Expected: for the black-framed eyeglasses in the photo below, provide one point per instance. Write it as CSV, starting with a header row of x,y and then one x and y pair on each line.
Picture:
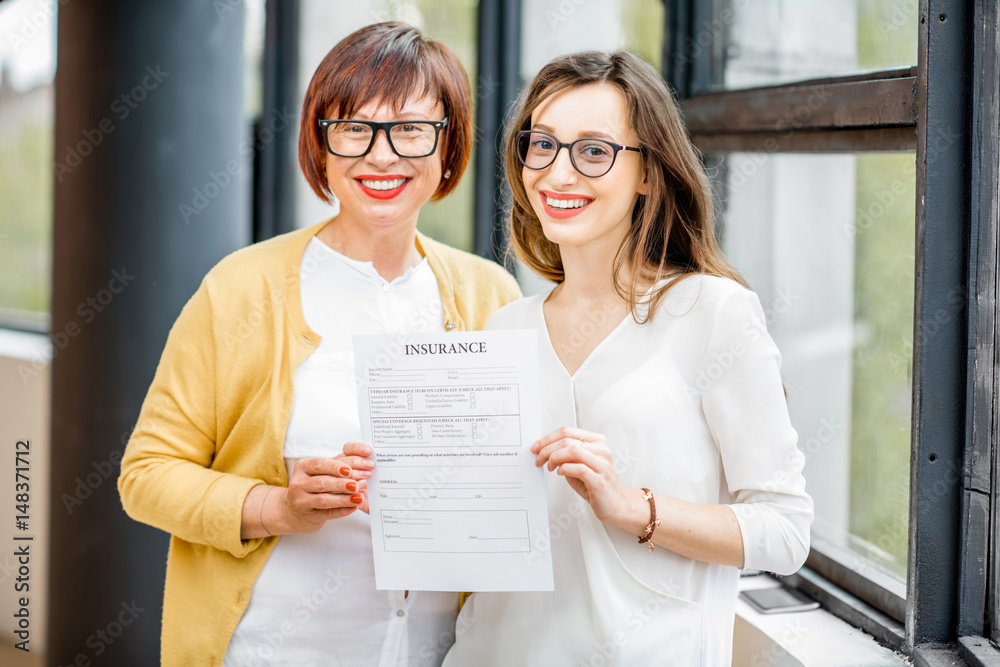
x,y
591,157
407,138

WHAT YOU ARE ASKED TO DO — The answer is the full listing above, repeated exactly, with its pictures removed.

EXERCISE OUTPUT —
Expected: for the black-framed eyeglasses in the photo below, provide one point per instance. Write it as CSV, starting with a header row of x,y and then one x and y pair on each line.
Picture:
x,y
591,157
407,138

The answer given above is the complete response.